Aim of the exercise:
Work out how many lines in the listing below include the word "shelf". Give nothing but the number.

Source data:
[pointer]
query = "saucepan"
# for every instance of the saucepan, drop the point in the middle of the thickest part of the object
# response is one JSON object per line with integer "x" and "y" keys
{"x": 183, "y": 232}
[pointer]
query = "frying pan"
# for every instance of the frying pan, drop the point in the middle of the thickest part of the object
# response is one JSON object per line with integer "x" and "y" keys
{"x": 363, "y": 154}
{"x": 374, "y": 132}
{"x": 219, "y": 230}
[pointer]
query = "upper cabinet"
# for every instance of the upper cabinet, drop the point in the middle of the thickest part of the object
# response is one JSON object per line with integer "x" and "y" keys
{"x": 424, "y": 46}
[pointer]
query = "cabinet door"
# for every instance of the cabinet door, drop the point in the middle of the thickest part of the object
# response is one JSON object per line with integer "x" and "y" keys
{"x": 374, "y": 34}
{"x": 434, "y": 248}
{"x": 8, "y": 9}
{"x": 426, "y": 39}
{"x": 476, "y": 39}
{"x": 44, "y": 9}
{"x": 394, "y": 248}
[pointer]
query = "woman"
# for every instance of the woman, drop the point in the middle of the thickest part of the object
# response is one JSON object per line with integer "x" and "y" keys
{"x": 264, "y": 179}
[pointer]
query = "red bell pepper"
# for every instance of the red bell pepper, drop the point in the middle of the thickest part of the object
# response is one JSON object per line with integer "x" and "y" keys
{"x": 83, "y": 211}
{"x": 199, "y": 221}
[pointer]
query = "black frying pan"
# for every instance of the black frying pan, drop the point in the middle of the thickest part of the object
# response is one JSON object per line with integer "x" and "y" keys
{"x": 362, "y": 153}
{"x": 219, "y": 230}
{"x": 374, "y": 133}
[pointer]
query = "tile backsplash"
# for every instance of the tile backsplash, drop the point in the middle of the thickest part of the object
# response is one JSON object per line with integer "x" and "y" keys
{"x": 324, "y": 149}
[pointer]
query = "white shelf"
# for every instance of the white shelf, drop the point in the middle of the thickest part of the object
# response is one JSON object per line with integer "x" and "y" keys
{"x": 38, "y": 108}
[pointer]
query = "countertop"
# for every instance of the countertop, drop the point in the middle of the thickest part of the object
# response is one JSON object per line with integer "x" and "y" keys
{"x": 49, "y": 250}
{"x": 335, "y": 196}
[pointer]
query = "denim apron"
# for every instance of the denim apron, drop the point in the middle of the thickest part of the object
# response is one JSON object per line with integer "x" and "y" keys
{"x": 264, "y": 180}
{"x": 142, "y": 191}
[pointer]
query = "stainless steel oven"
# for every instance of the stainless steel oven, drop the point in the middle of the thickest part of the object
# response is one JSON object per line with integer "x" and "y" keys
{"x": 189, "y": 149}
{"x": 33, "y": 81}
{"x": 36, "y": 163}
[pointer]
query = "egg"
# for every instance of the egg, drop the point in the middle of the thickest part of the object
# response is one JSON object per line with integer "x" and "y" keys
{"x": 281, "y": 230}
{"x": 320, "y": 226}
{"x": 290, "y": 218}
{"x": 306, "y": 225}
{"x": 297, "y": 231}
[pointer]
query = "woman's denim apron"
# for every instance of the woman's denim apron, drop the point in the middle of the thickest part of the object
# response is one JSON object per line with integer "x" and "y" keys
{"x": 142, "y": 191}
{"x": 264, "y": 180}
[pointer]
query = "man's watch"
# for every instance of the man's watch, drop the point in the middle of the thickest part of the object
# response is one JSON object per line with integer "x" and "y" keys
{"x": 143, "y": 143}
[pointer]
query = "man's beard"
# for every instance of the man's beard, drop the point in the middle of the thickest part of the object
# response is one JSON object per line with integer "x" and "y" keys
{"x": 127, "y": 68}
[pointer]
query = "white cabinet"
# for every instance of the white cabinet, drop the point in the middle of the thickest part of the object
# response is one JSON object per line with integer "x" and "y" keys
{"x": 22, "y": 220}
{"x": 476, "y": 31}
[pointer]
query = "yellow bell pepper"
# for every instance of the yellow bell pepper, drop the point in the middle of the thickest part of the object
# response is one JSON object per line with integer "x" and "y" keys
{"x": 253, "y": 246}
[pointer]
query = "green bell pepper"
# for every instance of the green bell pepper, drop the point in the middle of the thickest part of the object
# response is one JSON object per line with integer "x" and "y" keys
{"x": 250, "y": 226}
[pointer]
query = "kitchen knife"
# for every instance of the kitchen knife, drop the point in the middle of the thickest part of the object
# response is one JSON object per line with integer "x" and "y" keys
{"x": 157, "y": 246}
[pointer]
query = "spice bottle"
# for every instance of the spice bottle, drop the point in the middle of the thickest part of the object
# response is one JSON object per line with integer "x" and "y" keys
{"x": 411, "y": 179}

--

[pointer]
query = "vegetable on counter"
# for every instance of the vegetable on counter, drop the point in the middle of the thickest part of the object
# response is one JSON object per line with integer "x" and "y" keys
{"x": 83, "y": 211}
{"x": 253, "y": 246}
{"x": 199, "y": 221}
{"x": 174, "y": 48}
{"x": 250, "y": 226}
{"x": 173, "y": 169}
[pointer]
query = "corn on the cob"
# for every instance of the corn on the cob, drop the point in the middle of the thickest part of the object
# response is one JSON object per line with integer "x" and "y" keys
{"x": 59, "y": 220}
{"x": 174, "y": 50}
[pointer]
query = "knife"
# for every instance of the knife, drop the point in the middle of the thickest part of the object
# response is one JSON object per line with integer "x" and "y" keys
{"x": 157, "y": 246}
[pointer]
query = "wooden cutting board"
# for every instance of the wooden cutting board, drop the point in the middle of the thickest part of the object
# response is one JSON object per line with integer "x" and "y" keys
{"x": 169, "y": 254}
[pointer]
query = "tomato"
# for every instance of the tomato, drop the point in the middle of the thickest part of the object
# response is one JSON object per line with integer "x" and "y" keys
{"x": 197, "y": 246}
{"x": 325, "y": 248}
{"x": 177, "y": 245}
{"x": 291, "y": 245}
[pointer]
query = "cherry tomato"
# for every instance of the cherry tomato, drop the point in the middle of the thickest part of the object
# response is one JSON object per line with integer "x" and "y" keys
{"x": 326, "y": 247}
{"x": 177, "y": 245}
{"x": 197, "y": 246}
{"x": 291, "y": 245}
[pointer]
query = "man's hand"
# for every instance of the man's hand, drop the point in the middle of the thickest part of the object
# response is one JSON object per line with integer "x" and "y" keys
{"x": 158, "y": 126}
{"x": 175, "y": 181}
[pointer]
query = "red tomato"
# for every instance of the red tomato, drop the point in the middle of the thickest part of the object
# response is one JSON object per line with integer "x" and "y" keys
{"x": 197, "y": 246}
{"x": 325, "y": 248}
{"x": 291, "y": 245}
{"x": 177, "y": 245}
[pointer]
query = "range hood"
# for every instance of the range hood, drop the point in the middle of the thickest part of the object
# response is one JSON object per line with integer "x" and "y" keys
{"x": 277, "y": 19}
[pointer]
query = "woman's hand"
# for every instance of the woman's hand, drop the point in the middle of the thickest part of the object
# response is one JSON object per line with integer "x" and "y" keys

Expected output:
2